§ EXERCISE TEXT
-------------------------
Llama 4 API Guide: Scout & Maverick Pricing, Setup & Code Examples (2026)

Published March 25, 2026 · 9 min read

Meta's Llama 4 dropped with two models that actually matter: Scout and Maverick. Both are open-weight, both use mixture-of-experts (MoE) architecture, and both are natively multimodal. The pricing is aggressive enough to make you rethink your entire model stack.

This guide covers everything you need to start making Llama 4 API calls today — pricing, which model to pick, and working code in Python and Node.js.

Scout vs. Maverick: Which One Do You Need?

Here's the short version. Scout is the lightweight option with a massive context window. Maverick is the heavy hitter that trades blows with GPT-4o at a fraction of the cost.

Spec	Llama 4 Scout	Llama 4 Maverick
Total Parameters	109B	400B
Active Parameters	17B	17B
Experts	16	128
Context Window	10M tokens	1M tokens
Modality	Text + Image	Text + Image
Input Price	~$0.08/1M tokens	~$0.17/1M tokens
Output Price	~$0.30/1M tokens	~$0.50/1M tokens

Both models activate only 17B parameters per forward pass despite having much larger total parameter counts. That's the MoE trick — you get the knowledge of a huge model with the inference cost of a small one.
-------------------------
§ QUESTIONS ON THE MATERIAL
1) According to the Llama 4 guide, what context window does Llama 4 Scout have?
2) Copy the stretch of the Llama 4 guide from "Here's the short" through "of the cost.".

§ Source data
-------------------------
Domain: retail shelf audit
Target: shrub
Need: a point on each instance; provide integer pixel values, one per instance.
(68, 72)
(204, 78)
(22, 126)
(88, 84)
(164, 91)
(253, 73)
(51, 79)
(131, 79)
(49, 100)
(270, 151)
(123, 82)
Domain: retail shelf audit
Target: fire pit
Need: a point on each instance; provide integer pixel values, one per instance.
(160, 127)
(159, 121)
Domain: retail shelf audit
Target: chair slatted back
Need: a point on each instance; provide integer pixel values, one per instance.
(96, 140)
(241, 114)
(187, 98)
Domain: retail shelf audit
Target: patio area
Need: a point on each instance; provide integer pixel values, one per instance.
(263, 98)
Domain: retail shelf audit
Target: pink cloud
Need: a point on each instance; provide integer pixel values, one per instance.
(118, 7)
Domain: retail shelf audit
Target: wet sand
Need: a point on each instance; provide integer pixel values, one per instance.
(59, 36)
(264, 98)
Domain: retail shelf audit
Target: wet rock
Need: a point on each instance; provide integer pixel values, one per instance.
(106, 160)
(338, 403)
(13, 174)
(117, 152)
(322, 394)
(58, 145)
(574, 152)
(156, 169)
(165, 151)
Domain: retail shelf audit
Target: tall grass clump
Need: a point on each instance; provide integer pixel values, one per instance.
-------------------------
§ ANSWERS PROVIDED
1) 10M tokens

2)
Here's the short version. Scout is the lightweight option with a massive context window. Maverick is the heavy hitter that trades blows with GPT-4o at a fraction of the cost.